La Corona, desde comienzos de ese proceso, se presentó como puente de conciliación entre vencedores y vencidos. Herederos de ellos eran los reformistas del franquismo y los comunistas, los socialistas y los nacionalistas catalanes y vascos que aceptaron entrar, junto a otras fuerzas de centro y derecha, en el proceso democrático impulsado por Don Juan Carlos I, con las elecciones generales de 1977. Tan sólo el terror atacó esta reconciliación.
La ausencia de una reivindicación del papel de los franquistas impulsores de la reforma, derivada, sobre todo, de la desaparición en 1982 del partido que integró a la mayoría de sus principales protagonistas, la UCD, implica una inseguridad ideológica de raíz en la derecha. Hay que subrayar que los reformistas del régimen de Franco fueron quienes abrieron decisivamente el proceso de transición política. La conocida frase de Torcuato Fernández-Miranda, «de la Ley a la Ley», simboliza la esencia de ese proceso.
¿Por qué no se reivindicó ese legado y, con él, la evolución y progreso socioeconómico del régimen de Franco en sentido cada vez más convergente con las sociedades democráticas, sin lo cual habría sido imposible la Transición?
Lo cierto es que la condena del franquismo y su falsa identificación con los totalitarismos nacional-socialista y fascista, desmentida por su vinculación al catolicismo y su evolución durante cuatro décadas, lleva a la exclusión y condena de todo lo que significó la España nacional y de lo que representan política, cultural y sociológicamente los que, quieran o no, son sus herederos. De ahí el ensalzamiento de tantas figuras históricas republicanas y el repudio de las nacionales.
El propio Claudio Sánchez-Albornoz, que más tarde sería Presidente de la República en el exilio, escribe en «Mi testamento histórico-político» (1975): Doy fe de que {Azaña} veía con claridad que la República escapaba de las manos de sus creadores. Doy fe porque en Valencia me dijo: «la guerra está perdida, pero si por milagro la ganáramos, en el primer barco que saliera de España tendríamos que salir los republicanos. Si nos dejaban». No cabe testimonio más preciso de su convicción de que los demócratas liberales habíamos sido desplazados de la conducción de la República, que habría caído sin remedio –había caído ya en 1937– en manos de los secuaces de Moscú».

################

TRABAJO SOLICITADO
A: ¿Puedes resumir en dos oraciones el texto sobre la Transición y el franquismo?
B: ¿Podrías continuar el texto sobre la Transición y el franquismo a partir de su última oración?

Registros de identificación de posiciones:

################

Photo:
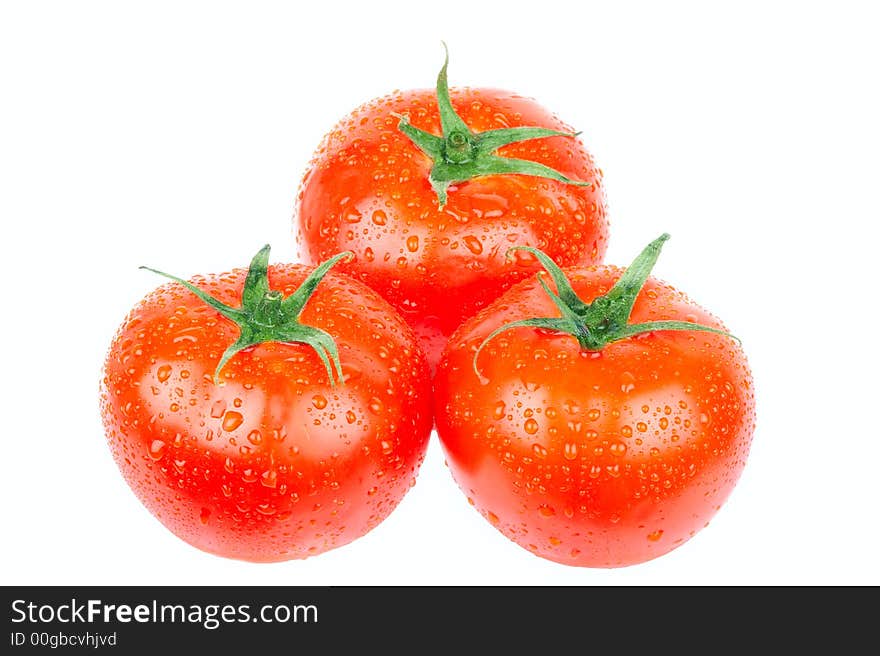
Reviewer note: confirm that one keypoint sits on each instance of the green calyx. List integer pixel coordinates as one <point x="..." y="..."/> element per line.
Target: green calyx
<point x="606" y="318"/>
<point x="266" y="316"/>
<point x="461" y="155"/>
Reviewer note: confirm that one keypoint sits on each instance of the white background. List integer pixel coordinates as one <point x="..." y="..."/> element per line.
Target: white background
<point x="175" y="134"/>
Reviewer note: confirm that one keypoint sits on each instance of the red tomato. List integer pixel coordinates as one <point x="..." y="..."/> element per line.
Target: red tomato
<point x="273" y="459"/>
<point x="376" y="187"/>
<point x="604" y="456"/>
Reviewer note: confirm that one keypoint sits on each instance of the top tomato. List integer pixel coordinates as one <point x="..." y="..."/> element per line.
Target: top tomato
<point x="429" y="195"/>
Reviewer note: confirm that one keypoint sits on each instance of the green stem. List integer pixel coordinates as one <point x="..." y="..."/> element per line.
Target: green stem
<point x="459" y="154"/>
<point x="266" y="316"/>
<point x="606" y="319"/>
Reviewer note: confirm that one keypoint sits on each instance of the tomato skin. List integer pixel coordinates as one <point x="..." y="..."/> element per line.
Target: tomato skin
<point x="273" y="463"/>
<point x="595" y="459"/>
<point x="367" y="190"/>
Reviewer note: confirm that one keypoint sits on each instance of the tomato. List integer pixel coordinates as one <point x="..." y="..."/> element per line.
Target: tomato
<point x="429" y="218"/>
<point x="602" y="424"/>
<point x="306" y="436"/>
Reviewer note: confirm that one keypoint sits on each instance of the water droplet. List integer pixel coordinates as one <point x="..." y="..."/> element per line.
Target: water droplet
<point x="218" y="409"/>
<point x="163" y="373"/>
<point x="473" y="244"/>
<point x="232" y="420"/>
<point x="617" y="449"/>
<point x="157" y="449"/>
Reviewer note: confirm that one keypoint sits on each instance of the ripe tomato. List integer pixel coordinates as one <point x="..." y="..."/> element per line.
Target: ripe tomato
<point x="293" y="447"/>
<point x="601" y="454"/>
<point x="430" y="218"/>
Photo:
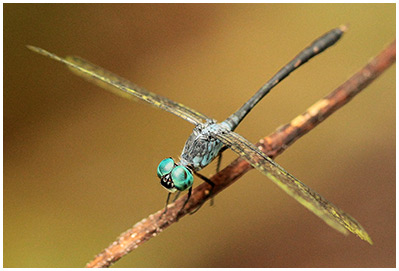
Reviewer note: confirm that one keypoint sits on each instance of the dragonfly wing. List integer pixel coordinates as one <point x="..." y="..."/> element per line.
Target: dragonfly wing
<point x="309" y="198"/>
<point x="123" y="87"/>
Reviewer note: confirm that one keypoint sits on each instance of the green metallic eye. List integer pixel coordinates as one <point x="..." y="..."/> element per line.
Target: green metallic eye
<point x="165" y="167"/>
<point x="182" y="178"/>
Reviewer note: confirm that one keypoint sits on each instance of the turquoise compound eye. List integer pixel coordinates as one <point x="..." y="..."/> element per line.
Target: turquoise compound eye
<point x="165" y="167"/>
<point x="182" y="178"/>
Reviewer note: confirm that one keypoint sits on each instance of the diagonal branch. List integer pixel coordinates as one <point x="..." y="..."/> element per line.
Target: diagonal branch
<point x="271" y="145"/>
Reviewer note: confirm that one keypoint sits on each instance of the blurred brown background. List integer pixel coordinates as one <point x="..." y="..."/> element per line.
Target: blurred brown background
<point x="80" y="163"/>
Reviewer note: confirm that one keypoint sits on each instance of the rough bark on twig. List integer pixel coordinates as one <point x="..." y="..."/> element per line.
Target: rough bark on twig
<point x="271" y="145"/>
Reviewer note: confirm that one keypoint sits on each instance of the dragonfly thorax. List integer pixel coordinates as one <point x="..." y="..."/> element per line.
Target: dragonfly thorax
<point x="201" y="147"/>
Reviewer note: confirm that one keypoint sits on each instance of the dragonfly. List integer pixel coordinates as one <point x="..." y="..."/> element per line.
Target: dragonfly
<point x="210" y="138"/>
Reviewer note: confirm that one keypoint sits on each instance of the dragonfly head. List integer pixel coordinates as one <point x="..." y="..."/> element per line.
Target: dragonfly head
<point x="174" y="177"/>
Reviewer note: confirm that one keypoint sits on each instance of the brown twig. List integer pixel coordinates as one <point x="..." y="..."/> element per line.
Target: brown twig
<point x="272" y="145"/>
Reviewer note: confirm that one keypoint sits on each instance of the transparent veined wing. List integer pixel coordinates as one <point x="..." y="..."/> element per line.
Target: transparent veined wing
<point x="123" y="87"/>
<point x="309" y="198"/>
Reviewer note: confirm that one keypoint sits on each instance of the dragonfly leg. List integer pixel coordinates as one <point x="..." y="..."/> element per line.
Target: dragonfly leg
<point x="220" y="158"/>
<point x="205" y="179"/>
<point x="166" y="205"/>
<point x="188" y="197"/>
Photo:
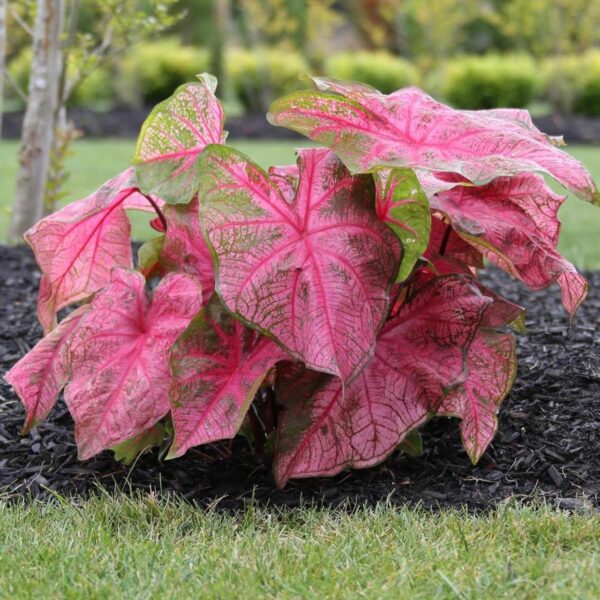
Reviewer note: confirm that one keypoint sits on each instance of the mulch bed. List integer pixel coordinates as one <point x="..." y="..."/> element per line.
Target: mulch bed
<point x="548" y="445"/>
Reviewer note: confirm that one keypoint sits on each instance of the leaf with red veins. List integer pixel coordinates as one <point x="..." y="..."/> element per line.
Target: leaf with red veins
<point x="314" y="274"/>
<point x="448" y="252"/>
<point x="286" y="180"/>
<point x="410" y="129"/>
<point x="77" y="247"/>
<point x="492" y="366"/>
<point x="218" y="366"/>
<point x="184" y="249"/>
<point x="402" y="204"/>
<point x="172" y="138"/>
<point x="42" y="373"/>
<point x="419" y="359"/>
<point x="119" y="355"/>
<point x="514" y="223"/>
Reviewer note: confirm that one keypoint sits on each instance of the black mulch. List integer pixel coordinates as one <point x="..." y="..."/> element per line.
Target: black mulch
<point x="548" y="445"/>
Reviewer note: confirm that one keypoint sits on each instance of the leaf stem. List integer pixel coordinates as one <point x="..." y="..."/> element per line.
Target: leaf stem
<point x="159" y="212"/>
<point x="444" y="243"/>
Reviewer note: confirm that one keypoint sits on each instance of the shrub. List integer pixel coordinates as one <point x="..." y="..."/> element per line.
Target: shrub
<point x="561" y="82"/>
<point x="258" y="76"/>
<point x="571" y="83"/>
<point x="97" y="90"/>
<point x="302" y="284"/>
<point x="381" y="70"/>
<point x="480" y="82"/>
<point x="151" y="71"/>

################

RESPUESTAS
A: Según el texto, la Corona se presentó como puente de conciliación entre vencedores y vencidos, y fueron los reformistas del régimen de Franco quienes abrieron decisivamente la transición política, aunque la desaparición de la UCD en 1982 dejó ese papel sin reivindicar e implicó una inseguridad ideológica de raíz en la derecha. El texto sostiene además que la condena del franquismo y su falsa identificación con los totalitarismos nacional-socialista y fascista llevan a excluir todo lo que significó la España nacional, y cita el testimonio de Claudio Sánchez-Albornoz sobre la convicción de Azaña de que la República escapaba de las manos de sus creadores.

B:
Todo ello aconseja fortalecer nuestra Monarquía parlamentaria. Pues, ¿Qué sentido tiene seguir siendo puente si no hay dos orillas, y si la única aceptable es la que se proclama heredera de una República que se convirtió en revolucionaria, abandonando la democracia, como recuerda el testimonio de Sánchez-Albornoz? Hay que tener en cuenta que la reinstauración monárquica fue posible, en primer término gracias a la desaparición de aquella República, con la victoria del bando nacional. Si se exige, para que la derecha pueda ser considerada democrática, que acepte la ilegitimidad radical de aquella victoria, de la que procede el reformismo franquista y, en su origen, la propia Monarquía reinstaurada y transformada en Monarquía parlamentaria por la Constitución, ¿cómo podría ésta seguir integrando a unos y a otros?
Para ello, no hay que negar nuestra historia, sino aceptarla en todo, lo bueno y malo. No hay que condenar ni canonizar, sino conocer e integrar. Historia, sí, memoria adjetivada, no. Y la Monarquía parlamentaria, forma política del Estado (Art. 1.3 de la Constitución), debe expresarlo, para seguir siendo «de todos los españoles», y garante de la indisoluble unidad de España, en la que se fundamenta la Constitución (Art. 2).